### Zadanie do rozwiązania
Przepisz wszystkie wiersze materiału, zaczynając od wiersza zawierającego „Question. Identify the water” i kończąc na ostatnim wierszu materiału, oraz dodaj 75 do każdej współrzędnej w odpowiedziach. Pozostałe wiersze zachowaj bez zmian, a obrazy pomiń.

Materiał do identyfikacji lokalizacji:
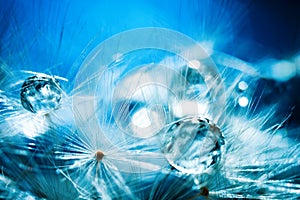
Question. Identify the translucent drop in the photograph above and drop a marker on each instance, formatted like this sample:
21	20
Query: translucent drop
193	145
40	94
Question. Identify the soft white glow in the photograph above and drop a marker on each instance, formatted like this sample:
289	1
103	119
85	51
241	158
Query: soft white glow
284	70
243	101
141	118
188	107
195	64
243	85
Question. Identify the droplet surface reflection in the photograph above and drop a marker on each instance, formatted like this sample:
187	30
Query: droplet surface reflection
193	145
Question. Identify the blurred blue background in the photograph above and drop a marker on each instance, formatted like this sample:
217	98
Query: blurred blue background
54	37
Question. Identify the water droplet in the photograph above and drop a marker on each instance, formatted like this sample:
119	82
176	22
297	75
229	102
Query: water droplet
40	94
193	144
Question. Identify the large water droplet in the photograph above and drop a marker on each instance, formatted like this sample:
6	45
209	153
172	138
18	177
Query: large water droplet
40	94
193	145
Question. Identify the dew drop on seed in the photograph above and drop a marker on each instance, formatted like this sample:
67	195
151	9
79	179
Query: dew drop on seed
40	94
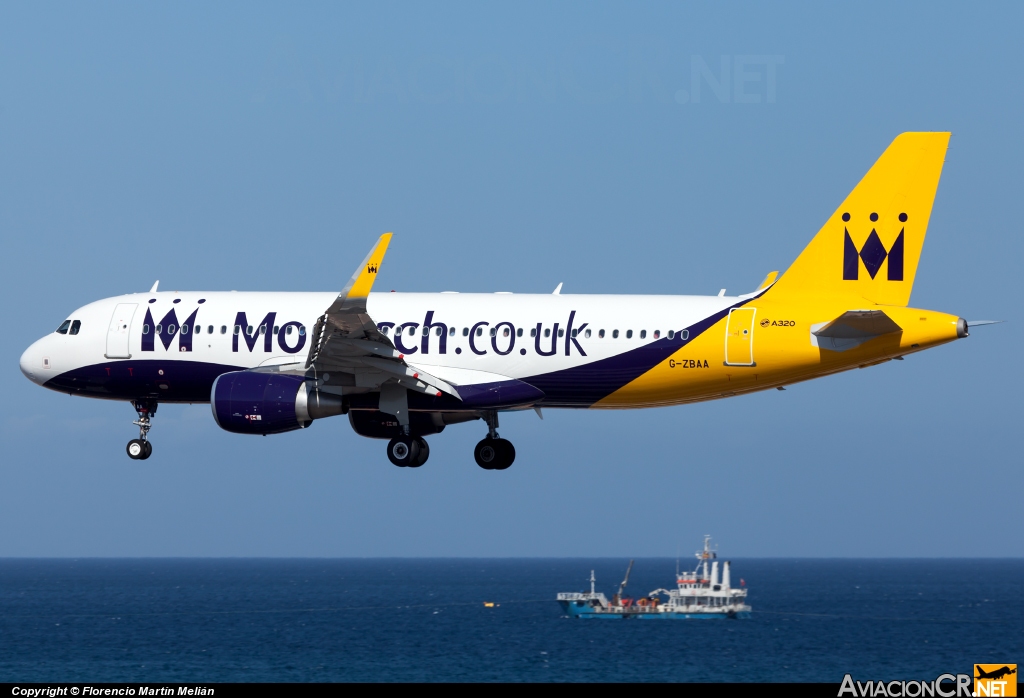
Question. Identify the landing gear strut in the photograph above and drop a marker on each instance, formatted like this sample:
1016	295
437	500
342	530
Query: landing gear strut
140	448
494	452
408	451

### Wynik zadania
Question. Identify the water droplet in the photograph above and drop a marker on each instance, formatted like this sample:
119	82
176	22
297	75
229	102
Query: water droplet
115	169
268	219
Question. Identify the large water droplet in the photograph above and drop a marker on each instance, formatted like this sample:
6	45
209	153
172	138
18	177
Query: large water droplet
115	169
268	220
Question. Identify the dew drop on seed in the photograph above and drop a marker on each instance, formatted like this sample:
67	195
151	9
79	179
Query: dew drop on seed
115	169
Question. Identify the landing gear strut in the photograph above and drop a marker on each instance, formatted like this sample:
1016	295
437	500
342	530
Query: landing gear strut
215	523
569	527
483	526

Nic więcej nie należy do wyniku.